§ **What the task asks**: Images should not appear in the copy, yet every line of the listing below must be printed exactly.

§ **Listed records**:

========

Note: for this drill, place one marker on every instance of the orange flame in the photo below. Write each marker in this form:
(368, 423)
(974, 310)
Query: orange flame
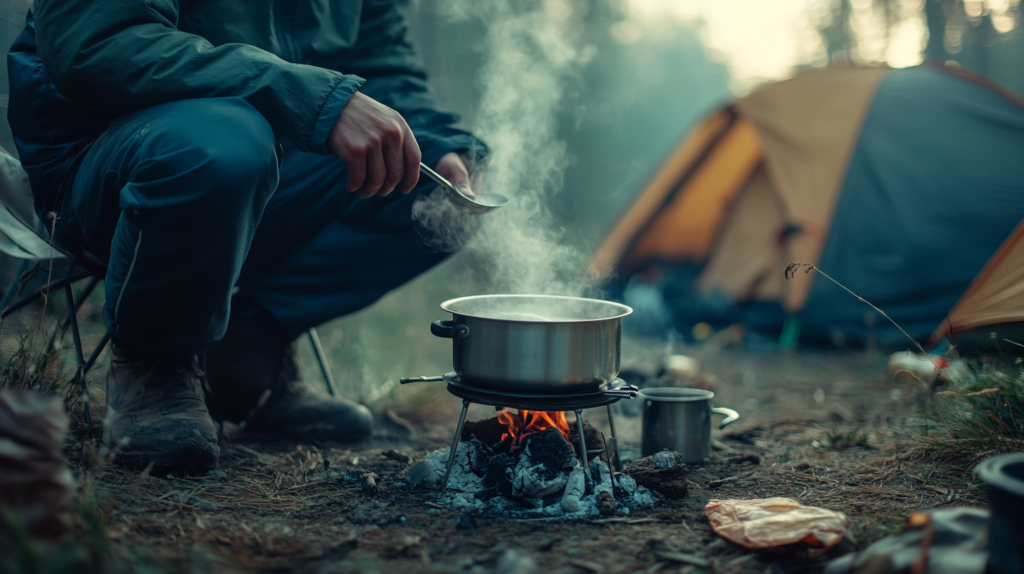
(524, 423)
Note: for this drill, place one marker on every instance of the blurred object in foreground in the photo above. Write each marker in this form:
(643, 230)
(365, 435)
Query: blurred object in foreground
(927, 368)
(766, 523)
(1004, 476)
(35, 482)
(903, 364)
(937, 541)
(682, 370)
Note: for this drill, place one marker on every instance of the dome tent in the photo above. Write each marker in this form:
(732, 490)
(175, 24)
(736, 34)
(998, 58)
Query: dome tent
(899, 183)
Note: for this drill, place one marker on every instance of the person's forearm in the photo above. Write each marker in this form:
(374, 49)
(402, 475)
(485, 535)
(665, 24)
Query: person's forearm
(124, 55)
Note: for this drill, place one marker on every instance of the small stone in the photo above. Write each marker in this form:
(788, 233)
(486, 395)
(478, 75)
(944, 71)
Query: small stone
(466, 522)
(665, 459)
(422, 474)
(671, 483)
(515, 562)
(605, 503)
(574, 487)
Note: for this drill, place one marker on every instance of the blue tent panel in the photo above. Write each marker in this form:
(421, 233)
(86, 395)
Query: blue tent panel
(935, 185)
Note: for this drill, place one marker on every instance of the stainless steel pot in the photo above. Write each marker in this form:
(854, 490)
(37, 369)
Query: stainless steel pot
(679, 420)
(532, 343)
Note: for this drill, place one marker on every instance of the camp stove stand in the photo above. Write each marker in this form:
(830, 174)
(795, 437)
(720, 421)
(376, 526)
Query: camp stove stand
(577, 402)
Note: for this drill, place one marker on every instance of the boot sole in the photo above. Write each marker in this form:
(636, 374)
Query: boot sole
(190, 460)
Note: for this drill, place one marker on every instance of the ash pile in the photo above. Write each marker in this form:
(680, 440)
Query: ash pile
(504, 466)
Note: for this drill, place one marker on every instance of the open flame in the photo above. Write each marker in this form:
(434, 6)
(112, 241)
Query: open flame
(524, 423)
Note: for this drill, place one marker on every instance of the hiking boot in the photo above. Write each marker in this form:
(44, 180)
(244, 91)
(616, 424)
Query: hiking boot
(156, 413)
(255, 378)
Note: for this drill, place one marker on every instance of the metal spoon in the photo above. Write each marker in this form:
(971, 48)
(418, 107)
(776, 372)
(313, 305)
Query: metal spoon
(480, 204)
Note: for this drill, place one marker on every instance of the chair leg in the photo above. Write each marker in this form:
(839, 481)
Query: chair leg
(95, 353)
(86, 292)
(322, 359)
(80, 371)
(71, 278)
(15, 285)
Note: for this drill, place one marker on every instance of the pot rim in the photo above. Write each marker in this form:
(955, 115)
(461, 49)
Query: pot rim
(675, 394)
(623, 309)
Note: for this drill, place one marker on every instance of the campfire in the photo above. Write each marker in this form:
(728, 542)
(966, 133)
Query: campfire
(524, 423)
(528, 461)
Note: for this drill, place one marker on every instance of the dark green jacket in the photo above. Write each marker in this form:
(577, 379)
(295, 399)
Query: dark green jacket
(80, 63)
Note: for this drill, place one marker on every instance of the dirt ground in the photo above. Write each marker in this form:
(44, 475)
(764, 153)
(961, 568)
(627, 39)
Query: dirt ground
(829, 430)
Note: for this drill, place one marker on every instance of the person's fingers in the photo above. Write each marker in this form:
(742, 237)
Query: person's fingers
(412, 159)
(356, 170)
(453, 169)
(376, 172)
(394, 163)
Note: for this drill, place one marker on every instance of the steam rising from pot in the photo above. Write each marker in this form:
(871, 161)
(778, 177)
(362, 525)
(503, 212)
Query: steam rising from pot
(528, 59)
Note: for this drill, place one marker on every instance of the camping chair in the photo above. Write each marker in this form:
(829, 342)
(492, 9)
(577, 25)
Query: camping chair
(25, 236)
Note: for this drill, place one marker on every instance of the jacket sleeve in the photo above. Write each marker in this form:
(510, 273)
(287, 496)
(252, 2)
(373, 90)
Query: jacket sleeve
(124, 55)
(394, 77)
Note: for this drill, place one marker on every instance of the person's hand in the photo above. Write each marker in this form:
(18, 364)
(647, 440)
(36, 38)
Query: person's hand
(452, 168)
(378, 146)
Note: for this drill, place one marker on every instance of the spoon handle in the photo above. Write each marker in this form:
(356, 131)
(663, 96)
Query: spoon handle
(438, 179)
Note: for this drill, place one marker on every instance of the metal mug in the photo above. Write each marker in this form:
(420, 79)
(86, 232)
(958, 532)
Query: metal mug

========

§ **Task solution**:
Note: for this drill, place one marker on every instance of the orange flame in the photo below. Write each marker in this form:
(368, 423)
(974, 310)
Query: orange flame
(524, 423)
Note: for this drill, place one marker on every instance of the blurred object in foreground in the photo above. Write each marker in this form:
(643, 230)
(365, 435)
Query: blurred object in foreground
(927, 368)
(766, 523)
(1004, 476)
(35, 482)
(903, 364)
(937, 541)
(682, 370)
Note: for this drill, place one marker on every instance of the dome tent in the photo above. Write each marker in this form:
(732, 490)
(175, 24)
(736, 34)
(998, 58)
Query: dome tent
(899, 183)
Note: for this drill, place one marker on every instance of the person's forearm in the photo above. Write each marker in this form:
(374, 49)
(402, 475)
(485, 535)
(665, 24)
Query: person's forearm
(124, 55)
Note: for this drill, place one marker on every instance of the small stone in the photo above. Write each marker in this form:
(788, 233)
(486, 395)
(478, 75)
(944, 71)
Query: small stone
(466, 522)
(665, 459)
(422, 474)
(671, 483)
(515, 562)
(605, 503)
(574, 487)
Note: for this drill, place one marker on every instance of the blue tent panel in the photo above. Write each marker in this form:
(421, 233)
(86, 395)
Query: blue tent panel
(935, 185)
Note: for this drill, place one marker on every instance of the stainless steel pot in the photo above. Write each marker in this form:
(854, 490)
(37, 369)
Query: stainless steel pot
(679, 420)
(532, 343)
Note: for this drill, place one marker on every instance of the camp stove stand in the photo above. Write each marker in this form:
(830, 174)
(795, 437)
(720, 421)
(376, 526)
Query: camp stove stand
(577, 402)
Note: for this drill, place one marker on every instance of the boot sole in the photo above. Write each marker in this form:
(636, 374)
Query: boot sole
(190, 460)
Note: for this drill, place one marker on every instance of the ash pile in the photo above. Write each marker in this form:
(680, 440)
Query: ash pile
(504, 466)
Note: for this drill, place one marker on every instance of the open flame in the photo above. Write each marker in this form:
(434, 6)
(112, 241)
Query: open flame
(524, 423)
Note: for this drill, place one marker on every instance of the hiking boot in the photo above. Write each marker in this form:
(44, 180)
(244, 91)
(616, 424)
Query: hiking boot
(156, 413)
(255, 378)
Note: for this drill, place one marker on every instance of the metal spoon in the photo above. Write each marker in this form:
(971, 48)
(418, 107)
(776, 372)
(313, 305)
Query: metal spoon
(480, 204)
Note: for this drill, place one marker on every instance of the chair leg in the photo above. Write each marker in this form:
(839, 481)
Query: chair leg
(95, 353)
(86, 292)
(322, 359)
(80, 371)
(71, 278)
(15, 285)
Note: for this drill, place one marker on every instance of the pot rim in the photo above. Write each marker in this form:
(955, 115)
(461, 49)
Query: pot rim
(675, 394)
(623, 309)
Note: for this drill, place one marker on every instance of the campfire in the photo above. Write each marker in this form:
(728, 542)
(966, 133)
Query: campfire
(524, 423)
(528, 461)
Note: for this drill, place one marker on every instance of the dark green jacket in the photo above. Write each marker in this form:
(577, 379)
(295, 399)
Query: dark green jacket
(80, 63)
Note: for this drill, place one marker on every instance of the dirt ground in the photo above. Write each marker in this form:
(44, 475)
(764, 153)
(961, 568)
(627, 39)
Query: dirt ground
(829, 430)
Note: for this drill, place one marker on every instance of the person's fingers in the photo above. Write each marker in this form:
(742, 237)
Query: person's fingers
(412, 159)
(356, 170)
(453, 169)
(376, 172)
(394, 163)
Note: for this drill, place one marker on every instance of the steam rising from pot in the photo above. Write each marker in this form:
(871, 161)
(778, 177)
(362, 525)
(503, 212)
Query: steam rising from pot
(528, 59)
Note: for this drill, place one marker on every instance of the camping chair in the photo above. Write each marker in this form:
(829, 342)
(492, 9)
(577, 25)
Query: camping chair
(25, 236)
Note: for this drill, place one marker on every instance of the jacket sleeve in the photo above. Write each marker in this form:
(510, 273)
(287, 496)
(252, 2)
(373, 90)
Query: jacket sleeve
(124, 55)
(394, 77)
Note: for this drill, place one marker on every instance of the person's hand in the photo above. Write each marker in this form:
(18, 364)
(647, 440)
(36, 38)
Query: person's hand
(452, 168)
(378, 146)
Note: for this drill, place one marker on every instance of the spoon handle in the photo above. Write each marker in this form:
(356, 131)
(663, 96)
Query: spoon handle
(438, 179)
Note: for this drill, place one marker on every instance of the metal mug in the photo above. Write each marker in this form:
(420, 79)
(86, 232)
(958, 532)
Query: metal mug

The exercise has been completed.